[Saved entries]
▼

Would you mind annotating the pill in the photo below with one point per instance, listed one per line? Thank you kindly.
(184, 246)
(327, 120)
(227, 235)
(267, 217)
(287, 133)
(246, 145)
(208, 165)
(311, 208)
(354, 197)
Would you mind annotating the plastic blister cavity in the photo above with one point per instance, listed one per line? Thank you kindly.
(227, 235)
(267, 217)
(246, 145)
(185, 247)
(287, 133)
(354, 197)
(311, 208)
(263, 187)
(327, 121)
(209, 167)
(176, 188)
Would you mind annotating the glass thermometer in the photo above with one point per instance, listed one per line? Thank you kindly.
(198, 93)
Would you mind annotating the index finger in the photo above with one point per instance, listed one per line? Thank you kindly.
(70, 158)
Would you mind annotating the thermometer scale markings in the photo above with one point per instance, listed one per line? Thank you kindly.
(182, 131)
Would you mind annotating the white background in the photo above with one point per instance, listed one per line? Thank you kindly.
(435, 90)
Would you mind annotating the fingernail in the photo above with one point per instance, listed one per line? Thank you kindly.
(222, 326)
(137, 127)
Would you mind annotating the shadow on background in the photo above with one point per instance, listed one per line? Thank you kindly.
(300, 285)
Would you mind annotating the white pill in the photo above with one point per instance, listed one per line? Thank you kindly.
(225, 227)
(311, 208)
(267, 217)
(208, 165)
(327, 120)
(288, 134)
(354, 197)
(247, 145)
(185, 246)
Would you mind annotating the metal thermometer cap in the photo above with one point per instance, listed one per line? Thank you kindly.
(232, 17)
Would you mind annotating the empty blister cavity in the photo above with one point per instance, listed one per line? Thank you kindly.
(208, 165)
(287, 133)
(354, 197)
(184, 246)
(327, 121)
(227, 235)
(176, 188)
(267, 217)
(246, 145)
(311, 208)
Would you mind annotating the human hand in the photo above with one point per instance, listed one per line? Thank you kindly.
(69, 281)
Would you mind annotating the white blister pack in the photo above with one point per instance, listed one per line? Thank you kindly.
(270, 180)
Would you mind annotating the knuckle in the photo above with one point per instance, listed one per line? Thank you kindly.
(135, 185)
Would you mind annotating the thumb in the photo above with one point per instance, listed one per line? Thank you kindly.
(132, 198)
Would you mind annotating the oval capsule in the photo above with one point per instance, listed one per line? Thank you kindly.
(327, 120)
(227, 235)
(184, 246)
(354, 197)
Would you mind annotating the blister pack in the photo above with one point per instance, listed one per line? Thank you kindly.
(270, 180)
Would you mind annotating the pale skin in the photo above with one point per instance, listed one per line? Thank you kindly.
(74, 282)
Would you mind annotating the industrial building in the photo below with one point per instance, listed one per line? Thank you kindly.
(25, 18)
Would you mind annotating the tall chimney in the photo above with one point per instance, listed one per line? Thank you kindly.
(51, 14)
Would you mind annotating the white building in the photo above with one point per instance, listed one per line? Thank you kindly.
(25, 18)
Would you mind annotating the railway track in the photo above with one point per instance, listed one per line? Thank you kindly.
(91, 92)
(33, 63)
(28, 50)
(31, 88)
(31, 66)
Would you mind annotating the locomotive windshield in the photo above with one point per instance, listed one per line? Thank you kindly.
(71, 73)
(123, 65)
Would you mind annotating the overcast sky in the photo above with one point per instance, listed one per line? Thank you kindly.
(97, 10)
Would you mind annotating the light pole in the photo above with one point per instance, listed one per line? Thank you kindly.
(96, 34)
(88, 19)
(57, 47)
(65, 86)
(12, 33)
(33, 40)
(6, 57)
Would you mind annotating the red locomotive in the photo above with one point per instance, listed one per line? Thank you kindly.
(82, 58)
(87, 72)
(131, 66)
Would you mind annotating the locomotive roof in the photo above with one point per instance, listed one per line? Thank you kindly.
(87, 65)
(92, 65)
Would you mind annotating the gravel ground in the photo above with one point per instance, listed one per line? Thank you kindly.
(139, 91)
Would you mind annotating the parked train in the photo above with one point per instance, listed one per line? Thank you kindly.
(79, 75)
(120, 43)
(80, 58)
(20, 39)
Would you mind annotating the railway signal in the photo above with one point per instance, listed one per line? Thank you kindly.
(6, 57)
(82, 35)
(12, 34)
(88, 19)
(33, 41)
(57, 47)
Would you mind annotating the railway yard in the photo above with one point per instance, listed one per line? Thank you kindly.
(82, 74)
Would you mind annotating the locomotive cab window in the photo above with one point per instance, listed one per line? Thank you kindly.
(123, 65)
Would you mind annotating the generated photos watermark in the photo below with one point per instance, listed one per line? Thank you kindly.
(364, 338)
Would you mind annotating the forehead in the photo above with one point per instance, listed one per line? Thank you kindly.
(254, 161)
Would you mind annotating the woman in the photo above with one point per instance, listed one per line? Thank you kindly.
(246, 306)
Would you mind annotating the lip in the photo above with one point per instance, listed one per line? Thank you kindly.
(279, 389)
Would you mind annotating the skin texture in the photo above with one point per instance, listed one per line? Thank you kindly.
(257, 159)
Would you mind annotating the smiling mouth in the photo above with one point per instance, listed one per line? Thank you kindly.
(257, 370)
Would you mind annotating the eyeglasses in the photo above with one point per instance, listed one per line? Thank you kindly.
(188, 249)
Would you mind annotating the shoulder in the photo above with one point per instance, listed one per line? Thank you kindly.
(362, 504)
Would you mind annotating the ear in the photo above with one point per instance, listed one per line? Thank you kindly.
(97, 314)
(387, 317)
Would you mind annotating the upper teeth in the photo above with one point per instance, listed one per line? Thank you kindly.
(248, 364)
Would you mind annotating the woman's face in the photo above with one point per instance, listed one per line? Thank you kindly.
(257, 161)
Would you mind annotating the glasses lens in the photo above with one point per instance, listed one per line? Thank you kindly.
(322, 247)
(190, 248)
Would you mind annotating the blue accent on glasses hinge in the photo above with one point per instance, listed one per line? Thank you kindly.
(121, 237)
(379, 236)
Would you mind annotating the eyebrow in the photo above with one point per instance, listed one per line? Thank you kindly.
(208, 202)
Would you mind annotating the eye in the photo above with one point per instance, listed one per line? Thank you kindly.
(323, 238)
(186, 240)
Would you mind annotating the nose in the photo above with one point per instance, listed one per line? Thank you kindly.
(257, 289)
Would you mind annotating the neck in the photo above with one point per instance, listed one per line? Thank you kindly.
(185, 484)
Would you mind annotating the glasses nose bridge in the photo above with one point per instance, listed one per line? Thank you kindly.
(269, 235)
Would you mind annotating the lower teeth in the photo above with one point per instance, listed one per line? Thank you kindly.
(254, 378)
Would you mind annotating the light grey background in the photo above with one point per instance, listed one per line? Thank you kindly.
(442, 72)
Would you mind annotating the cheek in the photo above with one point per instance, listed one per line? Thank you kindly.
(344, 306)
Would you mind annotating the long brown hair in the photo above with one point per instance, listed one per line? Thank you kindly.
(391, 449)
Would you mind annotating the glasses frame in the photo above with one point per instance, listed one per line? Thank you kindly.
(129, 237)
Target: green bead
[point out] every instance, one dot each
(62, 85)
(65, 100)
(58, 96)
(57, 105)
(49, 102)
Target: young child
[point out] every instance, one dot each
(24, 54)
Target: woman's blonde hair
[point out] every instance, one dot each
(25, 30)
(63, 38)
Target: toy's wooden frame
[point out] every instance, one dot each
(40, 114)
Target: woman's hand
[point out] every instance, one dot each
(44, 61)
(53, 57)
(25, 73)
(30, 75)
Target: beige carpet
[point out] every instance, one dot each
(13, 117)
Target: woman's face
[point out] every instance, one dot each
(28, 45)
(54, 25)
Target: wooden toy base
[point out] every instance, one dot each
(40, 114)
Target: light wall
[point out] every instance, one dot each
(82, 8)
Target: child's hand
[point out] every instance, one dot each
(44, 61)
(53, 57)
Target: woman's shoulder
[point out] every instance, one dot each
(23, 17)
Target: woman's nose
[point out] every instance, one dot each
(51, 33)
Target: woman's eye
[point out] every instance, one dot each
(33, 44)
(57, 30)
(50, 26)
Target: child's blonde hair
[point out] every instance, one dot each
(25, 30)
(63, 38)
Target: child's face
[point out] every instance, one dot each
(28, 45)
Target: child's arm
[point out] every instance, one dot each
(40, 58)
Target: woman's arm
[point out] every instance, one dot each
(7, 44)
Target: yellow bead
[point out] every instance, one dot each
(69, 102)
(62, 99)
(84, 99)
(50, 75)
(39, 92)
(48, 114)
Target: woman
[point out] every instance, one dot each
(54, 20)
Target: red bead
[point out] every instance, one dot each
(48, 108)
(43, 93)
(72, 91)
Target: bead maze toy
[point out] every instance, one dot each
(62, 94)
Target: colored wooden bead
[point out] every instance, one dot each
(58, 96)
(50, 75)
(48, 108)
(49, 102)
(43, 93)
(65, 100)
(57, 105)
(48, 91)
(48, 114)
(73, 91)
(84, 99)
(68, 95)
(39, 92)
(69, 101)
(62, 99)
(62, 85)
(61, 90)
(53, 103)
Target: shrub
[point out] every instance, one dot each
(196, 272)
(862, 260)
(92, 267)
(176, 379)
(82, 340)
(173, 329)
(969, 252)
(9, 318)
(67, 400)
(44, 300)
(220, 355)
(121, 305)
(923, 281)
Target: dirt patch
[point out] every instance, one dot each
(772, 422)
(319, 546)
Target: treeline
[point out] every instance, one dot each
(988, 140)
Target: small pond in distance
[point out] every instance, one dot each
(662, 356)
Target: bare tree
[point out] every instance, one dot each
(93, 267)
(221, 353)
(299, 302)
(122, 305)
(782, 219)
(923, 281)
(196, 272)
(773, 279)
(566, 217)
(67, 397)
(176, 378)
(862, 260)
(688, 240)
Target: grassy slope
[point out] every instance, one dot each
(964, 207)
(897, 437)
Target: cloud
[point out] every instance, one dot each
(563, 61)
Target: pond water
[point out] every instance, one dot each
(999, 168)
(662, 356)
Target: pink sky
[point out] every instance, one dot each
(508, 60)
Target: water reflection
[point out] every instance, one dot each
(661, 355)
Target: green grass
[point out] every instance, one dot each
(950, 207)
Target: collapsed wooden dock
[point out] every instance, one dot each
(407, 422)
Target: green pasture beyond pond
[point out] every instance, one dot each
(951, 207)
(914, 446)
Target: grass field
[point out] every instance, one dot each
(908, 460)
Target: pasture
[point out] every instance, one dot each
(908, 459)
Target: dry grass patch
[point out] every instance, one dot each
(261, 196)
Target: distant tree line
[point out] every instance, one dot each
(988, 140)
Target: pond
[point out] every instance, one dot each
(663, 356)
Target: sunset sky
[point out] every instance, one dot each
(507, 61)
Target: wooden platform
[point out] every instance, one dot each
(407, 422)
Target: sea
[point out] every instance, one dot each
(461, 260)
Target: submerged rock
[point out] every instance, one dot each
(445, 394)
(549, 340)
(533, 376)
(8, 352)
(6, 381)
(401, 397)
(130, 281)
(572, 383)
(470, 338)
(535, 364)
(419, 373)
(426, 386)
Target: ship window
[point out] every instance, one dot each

▲

Send back an exact copy of only the lines from the line with "Would you mind annotating the cheek" up to and including the line with "Target: child's arm" in the data above.

The completed task:
Would you mind annotating the cheek in the photo above with one point per instance, listed one per line? Thank you kindly.
(344, 306)
Would you mind annotating the long brown hair in the photo above with one point per instance, listed one per line? Thank you kindly.
(391, 449)
Would you mind annotating the glasses frame in the photo above with one point per instance, listed one per line? Thank you kindly.
(129, 237)
Target: green bead
[point out] every instance, one dot each
(62, 85)
(65, 100)
(58, 96)
(57, 105)
(49, 102)
Target: young child
[point out] every instance, one dot each
(24, 54)
Target: woman's blonde hair
[point out] every instance, one dot each
(25, 30)
(63, 38)
Target: toy's wooden frame
[point out] every instance, one dot each
(40, 114)
Target: woman's hand
[point out] every instance, one dot each
(44, 61)
(53, 57)
(25, 73)
(30, 75)
Target: beige carpet
[point out] every instance, one dot each
(13, 117)
Target: woman's face
[point out] every instance, one dot each
(28, 45)
(54, 25)
Target: wooden toy base
[point out] every instance, one dot each
(40, 114)
Target: light wall
[point out] every instance, one dot each
(82, 8)
Target: child's hand
[point out] every instance, one dot each
(44, 61)
(53, 57)
Target: woman's shoulder
[point out] every instance, one dot each
(23, 17)
Target: woman's nose
[point out] every instance, one dot each
(51, 33)
Target: woman's eye
[point out] every instance, one dot each
(33, 44)
(57, 30)
(50, 26)
Target: child's blonde hair
[point out] every instance, one dot each
(25, 30)
(63, 38)
Target: child's face
[point out] every instance, one dot each
(28, 45)
Target: child's arm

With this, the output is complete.